§ Entries supplied
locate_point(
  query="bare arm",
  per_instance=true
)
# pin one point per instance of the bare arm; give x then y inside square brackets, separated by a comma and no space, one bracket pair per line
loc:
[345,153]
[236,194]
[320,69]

§ What is required
Copy all the lines above in full, and shift each x and y coordinate in the answers by adding 73 to it.

§ Solved exercise
locate_point(
  query="bare arm",
  per_instance=true
)
# pin one point per instance of the bare arm; give x then y inside square brackets, separated by a comma and no space, one bracket pair per line
loc:
[418,226]
[309,267]
[393,142]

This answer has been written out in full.